**Problem statement:**
Reproduce the listing below with every "marker" swapped for "pin" and nothing else changed. Leave the pictures out.
--- begin ---
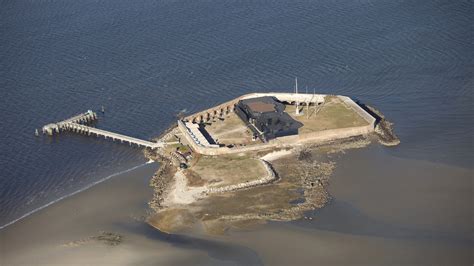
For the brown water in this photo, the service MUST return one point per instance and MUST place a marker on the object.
(385, 210)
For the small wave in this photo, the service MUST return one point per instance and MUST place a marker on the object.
(73, 193)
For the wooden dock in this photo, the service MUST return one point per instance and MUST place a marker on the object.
(78, 123)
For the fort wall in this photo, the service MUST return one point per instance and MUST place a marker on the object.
(281, 142)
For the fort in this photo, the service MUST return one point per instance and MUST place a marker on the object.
(258, 157)
(323, 118)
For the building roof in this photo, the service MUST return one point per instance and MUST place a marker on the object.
(261, 107)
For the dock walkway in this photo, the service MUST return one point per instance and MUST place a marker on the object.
(78, 123)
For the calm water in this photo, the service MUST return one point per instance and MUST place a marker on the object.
(147, 61)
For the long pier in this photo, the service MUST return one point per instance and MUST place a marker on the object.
(78, 123)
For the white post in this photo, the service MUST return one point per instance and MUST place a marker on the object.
(297, 103)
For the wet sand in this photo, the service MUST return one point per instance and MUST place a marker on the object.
(116, 205)
(385, 211)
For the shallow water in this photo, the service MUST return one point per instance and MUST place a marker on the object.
(147, 61)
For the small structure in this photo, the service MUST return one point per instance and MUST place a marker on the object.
(266, 118)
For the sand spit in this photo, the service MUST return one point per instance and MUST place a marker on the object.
(107, 238)
(296, 182)
(181, 193)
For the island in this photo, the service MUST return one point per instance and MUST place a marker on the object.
(256, 158)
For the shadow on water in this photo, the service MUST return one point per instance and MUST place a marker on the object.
(225, 253)
(342, 217)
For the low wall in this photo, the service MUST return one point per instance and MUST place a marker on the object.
(229, 106)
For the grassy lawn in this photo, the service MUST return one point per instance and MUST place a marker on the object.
--- end ---
**Complete answer:**
For the brown water in this photo, the service MUST return one point per instance and MUST place a pin on the object.
(385, 210)
For the small wave in this photo, the service MUST return one point per instance and MUST place a pin on the object.
(73, 193)
For the wooden dock in this photo, the service MUST return one point per instance and MUST place a pin on the object.
(78, 123)
For the fort wall in this photo, the service MUST return one point per instance and MUST place a pin on the object.
(281, 142)
For the fort in this photo, the service MUST return one point per instance and MUST place a pin on the object.
(258, 157)
(323, 118)
For the building roof in this photo, the service MUST return one point per instance and MUST place a pin on the object.
(261, 107)
For the dock walkway in this photo, the service MUST return one point per instance and MUST place a pin on the object.
(78, 123)
For the calm water in this photo, the service MUST return one point per instance and MUST place a pin on the object.
(147, 61)
For the long pier in this photo, the service MUST return one point per instance and MUST place a pin on the object.
(78, 123)
For the white post in this photo, the service MUST return one point per instance and MUST place a pin on the object.
(297, 103)
For the wet sand in this photo, the service MUST return one point per instance and MUST place a pin on the object.
(116, 205)
(385, 211)
For the shallow water in this photo, the service MUST return one point per instance and MUST place a pin on the object.
(147, 61)
For the small structure in this photo, the service MUST return one point per instance and MUST place a pin on the object.
(266, 118)
For the sand spit in this photo, the service MUST return one point per instance and MUST place a pin on the object.
(107, 238)
(296, 182)
(181, 193)
For the island in this photo, the service MUST return one point per instance and MUST place a pin on the object.
(256, 158)
For the shadow on water in this photo, the service MUST return one point per instance and MUST place a pin on the object.
(225, 253)
(342, 217)
For the low wall in this photo, the service MUST return one point per instance and MUST place a pin on the object.
(229, 106)
For the grassy lawn in this photo, the service MUST return one point per instance and MUST place a pin on the object.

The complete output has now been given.